Output the line that contains "Guideline: the keypoint for each instance of the baseball" and every line after it to the end of the entries, with nothing added or left out.

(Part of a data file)

[Start]

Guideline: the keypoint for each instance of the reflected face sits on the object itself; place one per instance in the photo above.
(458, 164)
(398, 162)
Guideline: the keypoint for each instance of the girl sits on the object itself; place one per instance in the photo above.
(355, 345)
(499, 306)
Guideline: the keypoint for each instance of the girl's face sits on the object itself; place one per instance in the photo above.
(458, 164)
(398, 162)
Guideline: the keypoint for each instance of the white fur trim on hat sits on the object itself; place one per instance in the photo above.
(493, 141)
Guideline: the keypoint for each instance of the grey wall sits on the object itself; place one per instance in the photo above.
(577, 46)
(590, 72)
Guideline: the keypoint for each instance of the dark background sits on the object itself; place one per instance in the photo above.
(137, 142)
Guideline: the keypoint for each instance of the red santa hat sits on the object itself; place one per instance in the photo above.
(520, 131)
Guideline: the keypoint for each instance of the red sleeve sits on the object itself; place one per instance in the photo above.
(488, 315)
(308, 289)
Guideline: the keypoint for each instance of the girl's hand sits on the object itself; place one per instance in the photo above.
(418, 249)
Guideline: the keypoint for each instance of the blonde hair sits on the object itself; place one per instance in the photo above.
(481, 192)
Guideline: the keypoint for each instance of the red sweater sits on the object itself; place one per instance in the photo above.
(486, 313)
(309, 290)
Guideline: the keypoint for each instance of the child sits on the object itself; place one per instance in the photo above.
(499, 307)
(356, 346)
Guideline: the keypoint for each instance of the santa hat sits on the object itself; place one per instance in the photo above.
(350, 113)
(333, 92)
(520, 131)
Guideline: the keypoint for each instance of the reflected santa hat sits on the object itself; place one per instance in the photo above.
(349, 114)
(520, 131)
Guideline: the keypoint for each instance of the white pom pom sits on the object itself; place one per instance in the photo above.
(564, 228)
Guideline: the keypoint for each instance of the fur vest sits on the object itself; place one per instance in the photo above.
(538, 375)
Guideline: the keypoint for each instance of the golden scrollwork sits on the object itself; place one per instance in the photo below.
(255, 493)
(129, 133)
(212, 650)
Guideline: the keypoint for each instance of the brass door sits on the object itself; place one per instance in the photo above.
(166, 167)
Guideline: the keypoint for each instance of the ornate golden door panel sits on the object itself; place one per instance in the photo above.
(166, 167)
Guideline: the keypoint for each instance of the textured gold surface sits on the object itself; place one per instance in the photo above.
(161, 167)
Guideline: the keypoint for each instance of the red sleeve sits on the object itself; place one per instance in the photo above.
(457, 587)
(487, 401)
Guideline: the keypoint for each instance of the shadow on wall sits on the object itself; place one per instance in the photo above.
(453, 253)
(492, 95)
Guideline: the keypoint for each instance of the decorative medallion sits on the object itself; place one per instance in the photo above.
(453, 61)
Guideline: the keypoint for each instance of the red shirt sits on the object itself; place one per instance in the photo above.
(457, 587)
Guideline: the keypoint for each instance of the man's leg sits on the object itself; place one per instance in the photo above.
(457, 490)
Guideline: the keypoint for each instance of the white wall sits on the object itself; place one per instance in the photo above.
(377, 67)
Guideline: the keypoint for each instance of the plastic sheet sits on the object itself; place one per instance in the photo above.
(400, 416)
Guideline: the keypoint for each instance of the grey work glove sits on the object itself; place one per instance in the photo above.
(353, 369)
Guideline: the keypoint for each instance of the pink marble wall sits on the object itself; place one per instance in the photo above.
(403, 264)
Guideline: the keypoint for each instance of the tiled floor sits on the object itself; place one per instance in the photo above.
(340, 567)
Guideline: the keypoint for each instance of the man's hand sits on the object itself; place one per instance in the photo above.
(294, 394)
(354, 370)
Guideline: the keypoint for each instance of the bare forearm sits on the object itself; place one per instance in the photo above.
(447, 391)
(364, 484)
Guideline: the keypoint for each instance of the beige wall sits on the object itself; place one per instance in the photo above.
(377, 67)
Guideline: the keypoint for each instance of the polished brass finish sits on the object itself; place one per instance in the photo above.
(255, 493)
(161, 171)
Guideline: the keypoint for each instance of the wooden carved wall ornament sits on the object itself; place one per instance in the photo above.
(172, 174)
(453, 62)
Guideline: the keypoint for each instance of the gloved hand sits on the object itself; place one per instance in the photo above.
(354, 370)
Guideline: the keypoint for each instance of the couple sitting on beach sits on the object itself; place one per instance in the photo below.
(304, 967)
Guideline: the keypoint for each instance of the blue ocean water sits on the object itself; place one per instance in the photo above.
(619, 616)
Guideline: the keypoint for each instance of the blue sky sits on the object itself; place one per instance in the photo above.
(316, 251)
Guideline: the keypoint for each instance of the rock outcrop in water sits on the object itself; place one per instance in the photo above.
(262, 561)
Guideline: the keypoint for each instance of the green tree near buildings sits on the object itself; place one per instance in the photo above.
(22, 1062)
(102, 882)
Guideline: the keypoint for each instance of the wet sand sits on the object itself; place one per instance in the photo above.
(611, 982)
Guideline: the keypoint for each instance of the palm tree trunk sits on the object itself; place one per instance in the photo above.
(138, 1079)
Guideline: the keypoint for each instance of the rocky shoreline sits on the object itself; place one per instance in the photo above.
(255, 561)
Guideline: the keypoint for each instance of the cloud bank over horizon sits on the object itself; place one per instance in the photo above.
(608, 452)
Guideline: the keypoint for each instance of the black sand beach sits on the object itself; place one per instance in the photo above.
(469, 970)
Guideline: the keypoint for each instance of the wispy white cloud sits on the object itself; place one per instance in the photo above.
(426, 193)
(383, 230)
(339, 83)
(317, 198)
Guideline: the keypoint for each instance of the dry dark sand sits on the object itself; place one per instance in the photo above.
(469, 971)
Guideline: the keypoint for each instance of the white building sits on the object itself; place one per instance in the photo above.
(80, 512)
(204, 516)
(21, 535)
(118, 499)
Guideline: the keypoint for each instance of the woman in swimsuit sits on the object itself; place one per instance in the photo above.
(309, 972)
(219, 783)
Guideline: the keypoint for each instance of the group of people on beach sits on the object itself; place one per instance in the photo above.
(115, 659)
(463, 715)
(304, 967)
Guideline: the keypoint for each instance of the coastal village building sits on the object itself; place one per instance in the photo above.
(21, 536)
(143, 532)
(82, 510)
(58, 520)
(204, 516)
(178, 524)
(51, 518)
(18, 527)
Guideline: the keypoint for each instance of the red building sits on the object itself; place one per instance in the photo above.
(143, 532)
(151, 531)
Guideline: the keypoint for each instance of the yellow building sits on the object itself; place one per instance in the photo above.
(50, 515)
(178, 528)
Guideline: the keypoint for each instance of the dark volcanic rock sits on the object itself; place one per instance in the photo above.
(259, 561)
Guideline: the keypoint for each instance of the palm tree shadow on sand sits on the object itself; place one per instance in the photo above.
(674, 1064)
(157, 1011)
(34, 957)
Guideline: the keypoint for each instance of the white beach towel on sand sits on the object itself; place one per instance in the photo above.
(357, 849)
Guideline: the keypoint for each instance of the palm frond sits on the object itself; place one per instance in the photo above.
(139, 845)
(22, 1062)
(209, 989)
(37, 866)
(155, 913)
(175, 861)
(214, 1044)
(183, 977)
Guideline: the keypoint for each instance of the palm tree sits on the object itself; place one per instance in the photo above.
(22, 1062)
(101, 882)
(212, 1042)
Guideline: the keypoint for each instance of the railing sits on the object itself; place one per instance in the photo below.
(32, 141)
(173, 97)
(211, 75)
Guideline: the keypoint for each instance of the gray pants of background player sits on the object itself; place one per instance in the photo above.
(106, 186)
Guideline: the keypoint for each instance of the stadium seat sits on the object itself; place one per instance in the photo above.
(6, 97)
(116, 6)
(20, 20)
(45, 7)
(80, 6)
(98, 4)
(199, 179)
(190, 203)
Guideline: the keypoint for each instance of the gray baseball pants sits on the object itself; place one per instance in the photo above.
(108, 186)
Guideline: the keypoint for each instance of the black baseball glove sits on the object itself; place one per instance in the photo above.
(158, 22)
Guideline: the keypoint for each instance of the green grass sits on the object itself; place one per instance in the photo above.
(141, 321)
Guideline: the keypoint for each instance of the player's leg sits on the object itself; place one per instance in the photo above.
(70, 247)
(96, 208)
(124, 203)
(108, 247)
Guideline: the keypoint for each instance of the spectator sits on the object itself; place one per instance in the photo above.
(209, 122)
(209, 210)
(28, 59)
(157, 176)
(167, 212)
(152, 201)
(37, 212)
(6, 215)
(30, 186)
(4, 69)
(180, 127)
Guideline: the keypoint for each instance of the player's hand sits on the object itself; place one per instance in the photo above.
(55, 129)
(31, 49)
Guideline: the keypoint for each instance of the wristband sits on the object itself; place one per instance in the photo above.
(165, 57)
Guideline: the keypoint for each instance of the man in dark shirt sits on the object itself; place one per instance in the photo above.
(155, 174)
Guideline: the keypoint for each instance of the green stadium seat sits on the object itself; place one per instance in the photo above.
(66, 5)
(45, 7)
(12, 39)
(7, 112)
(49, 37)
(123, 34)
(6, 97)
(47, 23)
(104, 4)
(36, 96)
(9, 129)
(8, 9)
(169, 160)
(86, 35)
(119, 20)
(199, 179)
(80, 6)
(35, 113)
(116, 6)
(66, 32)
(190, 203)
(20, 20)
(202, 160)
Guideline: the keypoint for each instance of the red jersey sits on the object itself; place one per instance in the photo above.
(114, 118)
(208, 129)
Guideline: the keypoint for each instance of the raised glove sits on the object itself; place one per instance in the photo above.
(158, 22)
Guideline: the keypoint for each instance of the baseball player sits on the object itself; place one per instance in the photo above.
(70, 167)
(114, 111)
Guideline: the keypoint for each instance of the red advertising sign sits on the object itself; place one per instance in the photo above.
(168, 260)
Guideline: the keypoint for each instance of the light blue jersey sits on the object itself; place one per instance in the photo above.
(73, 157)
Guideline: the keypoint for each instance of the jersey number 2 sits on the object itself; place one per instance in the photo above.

[End]

#### Reply:
Guideline: the keypoint for each instance of the baseball player sits on the object itself; place one per instance in the photo above.
(70, 167)
(114, 111)
Guideline: the keypoint for each instance of the red advertising sign sits on the object itself; place one per instance in the photo above.
(168, 260)
Guideline: the keypoint for each instance of the light blue jersey sits on the object itself; place one per instance in the photo above.
(73, 157)
Guideline: the keypoint for each instance of the jersey number 2 sits on the object itself; place one per instance in the photo above.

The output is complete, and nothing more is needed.